**Your goal**. Collect each line of the records below that contains the string "loose" and copy it out in full.
Segment Open
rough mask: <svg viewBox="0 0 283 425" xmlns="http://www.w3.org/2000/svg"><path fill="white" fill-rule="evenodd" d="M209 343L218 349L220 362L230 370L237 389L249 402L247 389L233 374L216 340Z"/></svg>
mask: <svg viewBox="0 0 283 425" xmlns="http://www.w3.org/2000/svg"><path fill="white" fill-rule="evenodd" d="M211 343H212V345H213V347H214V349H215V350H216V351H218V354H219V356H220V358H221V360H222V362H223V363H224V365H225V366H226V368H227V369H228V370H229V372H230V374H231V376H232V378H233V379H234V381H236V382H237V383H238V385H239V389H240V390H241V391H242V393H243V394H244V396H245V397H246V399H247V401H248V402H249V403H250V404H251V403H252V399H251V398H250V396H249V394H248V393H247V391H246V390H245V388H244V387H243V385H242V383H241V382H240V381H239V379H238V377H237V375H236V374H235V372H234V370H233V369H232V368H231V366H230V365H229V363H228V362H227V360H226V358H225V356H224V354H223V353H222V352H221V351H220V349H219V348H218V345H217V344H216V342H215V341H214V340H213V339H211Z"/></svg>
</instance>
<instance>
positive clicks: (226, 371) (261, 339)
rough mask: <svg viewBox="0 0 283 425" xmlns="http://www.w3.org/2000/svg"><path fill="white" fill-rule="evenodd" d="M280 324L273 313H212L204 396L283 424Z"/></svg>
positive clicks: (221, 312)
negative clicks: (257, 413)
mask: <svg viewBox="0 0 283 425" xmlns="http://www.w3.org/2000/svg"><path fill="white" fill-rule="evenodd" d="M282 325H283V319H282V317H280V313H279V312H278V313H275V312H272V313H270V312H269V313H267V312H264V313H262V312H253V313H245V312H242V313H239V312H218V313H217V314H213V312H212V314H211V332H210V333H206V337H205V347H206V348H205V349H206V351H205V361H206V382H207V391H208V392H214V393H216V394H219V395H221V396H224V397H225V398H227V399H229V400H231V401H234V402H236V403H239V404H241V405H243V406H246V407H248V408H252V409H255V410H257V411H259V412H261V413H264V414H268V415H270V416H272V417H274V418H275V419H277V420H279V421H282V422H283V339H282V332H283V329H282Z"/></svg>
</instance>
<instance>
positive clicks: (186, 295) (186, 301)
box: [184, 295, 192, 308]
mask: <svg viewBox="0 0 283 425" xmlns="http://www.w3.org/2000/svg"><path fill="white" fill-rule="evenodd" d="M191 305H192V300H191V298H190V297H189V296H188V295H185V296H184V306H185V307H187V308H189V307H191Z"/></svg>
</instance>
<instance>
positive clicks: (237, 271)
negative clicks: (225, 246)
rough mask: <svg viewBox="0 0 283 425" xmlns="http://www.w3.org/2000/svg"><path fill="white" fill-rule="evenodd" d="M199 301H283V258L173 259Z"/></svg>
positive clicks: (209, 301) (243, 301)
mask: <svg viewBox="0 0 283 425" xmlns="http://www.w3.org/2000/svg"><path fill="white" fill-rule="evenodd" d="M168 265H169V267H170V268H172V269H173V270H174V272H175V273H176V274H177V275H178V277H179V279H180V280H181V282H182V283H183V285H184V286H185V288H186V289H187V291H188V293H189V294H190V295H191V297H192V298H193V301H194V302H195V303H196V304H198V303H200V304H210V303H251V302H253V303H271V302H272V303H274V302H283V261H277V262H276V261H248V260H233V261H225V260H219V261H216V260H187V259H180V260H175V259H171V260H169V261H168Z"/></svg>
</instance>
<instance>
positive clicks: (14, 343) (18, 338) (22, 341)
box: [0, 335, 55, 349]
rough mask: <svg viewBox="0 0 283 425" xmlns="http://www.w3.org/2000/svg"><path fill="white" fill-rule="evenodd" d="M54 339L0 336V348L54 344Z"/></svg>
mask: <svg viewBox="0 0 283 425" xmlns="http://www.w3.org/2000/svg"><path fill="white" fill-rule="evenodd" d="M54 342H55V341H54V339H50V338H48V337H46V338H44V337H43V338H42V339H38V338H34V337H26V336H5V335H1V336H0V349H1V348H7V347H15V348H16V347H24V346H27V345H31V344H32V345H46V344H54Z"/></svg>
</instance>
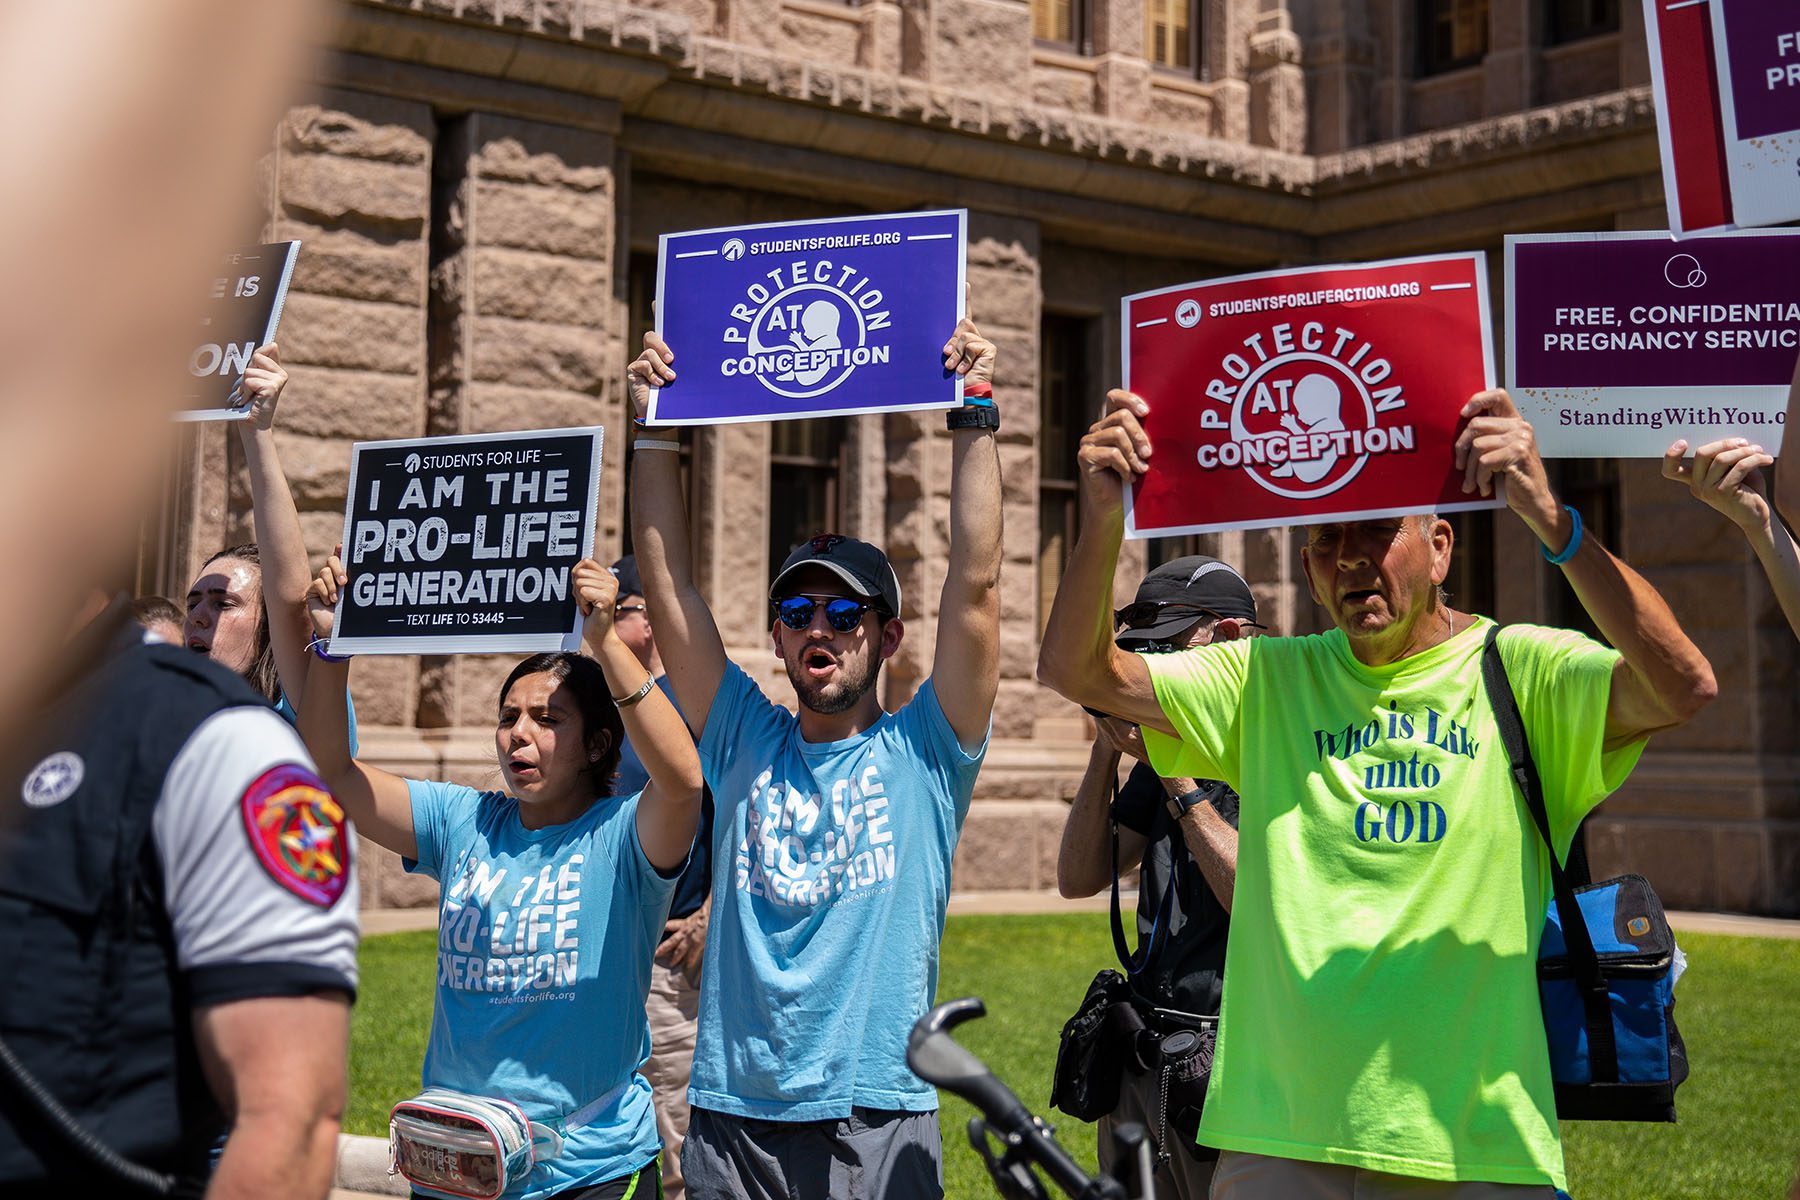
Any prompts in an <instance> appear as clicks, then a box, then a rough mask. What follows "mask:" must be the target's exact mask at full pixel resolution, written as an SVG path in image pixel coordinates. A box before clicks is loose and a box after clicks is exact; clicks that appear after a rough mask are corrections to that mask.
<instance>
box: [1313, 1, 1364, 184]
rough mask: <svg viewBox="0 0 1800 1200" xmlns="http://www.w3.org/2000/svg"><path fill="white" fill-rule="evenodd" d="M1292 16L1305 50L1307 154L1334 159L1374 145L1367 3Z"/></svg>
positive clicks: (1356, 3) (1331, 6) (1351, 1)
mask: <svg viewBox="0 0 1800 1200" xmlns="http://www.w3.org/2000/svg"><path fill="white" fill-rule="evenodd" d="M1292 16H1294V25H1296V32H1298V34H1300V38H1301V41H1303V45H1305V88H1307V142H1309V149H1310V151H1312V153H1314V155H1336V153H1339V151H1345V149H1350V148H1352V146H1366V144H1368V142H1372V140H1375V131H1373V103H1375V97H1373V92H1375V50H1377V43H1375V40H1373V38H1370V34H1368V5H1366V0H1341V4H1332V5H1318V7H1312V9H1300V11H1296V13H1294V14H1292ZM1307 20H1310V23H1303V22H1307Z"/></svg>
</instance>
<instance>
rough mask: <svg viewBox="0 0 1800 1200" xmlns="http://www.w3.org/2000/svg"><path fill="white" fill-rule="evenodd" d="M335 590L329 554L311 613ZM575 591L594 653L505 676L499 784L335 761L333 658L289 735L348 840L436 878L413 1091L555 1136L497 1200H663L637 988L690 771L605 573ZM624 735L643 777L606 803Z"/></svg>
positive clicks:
Segment Closed
Segment Open
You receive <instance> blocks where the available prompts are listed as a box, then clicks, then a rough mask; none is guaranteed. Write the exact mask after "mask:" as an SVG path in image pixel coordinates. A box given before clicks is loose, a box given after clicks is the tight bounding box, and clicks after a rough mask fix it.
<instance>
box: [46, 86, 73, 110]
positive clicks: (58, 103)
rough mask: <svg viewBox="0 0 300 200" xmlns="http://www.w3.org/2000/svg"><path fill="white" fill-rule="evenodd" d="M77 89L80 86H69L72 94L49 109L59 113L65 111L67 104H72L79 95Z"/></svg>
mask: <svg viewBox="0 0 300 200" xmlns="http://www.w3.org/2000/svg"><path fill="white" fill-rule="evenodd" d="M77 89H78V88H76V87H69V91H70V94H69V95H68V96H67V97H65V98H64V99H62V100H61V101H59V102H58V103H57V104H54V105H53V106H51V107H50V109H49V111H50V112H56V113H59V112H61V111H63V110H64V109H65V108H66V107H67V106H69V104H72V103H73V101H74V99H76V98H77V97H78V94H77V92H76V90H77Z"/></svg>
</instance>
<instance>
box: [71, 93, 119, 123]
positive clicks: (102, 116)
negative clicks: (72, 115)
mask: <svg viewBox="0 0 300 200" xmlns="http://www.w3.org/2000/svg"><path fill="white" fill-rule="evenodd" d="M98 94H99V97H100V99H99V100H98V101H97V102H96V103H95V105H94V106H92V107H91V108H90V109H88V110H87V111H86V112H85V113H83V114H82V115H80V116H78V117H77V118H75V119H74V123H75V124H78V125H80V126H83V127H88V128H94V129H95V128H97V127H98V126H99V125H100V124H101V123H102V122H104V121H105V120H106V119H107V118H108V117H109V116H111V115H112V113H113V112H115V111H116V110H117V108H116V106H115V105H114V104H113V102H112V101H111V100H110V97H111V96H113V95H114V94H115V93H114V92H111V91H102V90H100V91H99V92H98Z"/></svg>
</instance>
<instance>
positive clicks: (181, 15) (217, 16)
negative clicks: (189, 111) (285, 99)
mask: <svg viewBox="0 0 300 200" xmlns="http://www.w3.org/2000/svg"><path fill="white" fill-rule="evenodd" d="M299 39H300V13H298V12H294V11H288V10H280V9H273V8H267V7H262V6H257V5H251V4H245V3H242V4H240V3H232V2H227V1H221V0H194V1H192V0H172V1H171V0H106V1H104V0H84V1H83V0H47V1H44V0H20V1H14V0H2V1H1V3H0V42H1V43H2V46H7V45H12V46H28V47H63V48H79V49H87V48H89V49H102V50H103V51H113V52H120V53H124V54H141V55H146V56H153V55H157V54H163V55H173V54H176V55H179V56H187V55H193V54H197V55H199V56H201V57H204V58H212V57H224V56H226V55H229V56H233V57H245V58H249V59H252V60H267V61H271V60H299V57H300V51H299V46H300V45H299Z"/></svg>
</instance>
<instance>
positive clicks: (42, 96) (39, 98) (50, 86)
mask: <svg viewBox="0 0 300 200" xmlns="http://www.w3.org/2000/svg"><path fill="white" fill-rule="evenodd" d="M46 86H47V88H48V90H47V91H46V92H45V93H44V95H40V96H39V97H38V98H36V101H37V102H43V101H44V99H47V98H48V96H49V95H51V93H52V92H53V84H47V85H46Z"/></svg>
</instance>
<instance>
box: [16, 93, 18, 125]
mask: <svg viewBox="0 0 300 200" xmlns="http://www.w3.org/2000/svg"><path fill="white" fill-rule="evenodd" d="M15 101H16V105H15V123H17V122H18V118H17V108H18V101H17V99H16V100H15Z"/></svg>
Segment Closed
**Answer section**.
Any prompts in an <instance> appear as clicks, then a box, then a rough mask. What follows "mask:" must be the target's exact mask at full pixel resolution, written as an SVG path in image pixel coordinates. A box before clicks is loose and a box after clicks is exact; clicks that appear after a rough mask are corrections to that mask.
You receive <instance> blocks where the available prompts are listed as a box, then clicks, then a rough mask; none is guaranteed. Write the exact mask after "mask:" as an SVG path in image pixel coordinates. A box given before clicks is loose, a box given after clicks is the tight bounding box, and clicks after a rough mask fix it.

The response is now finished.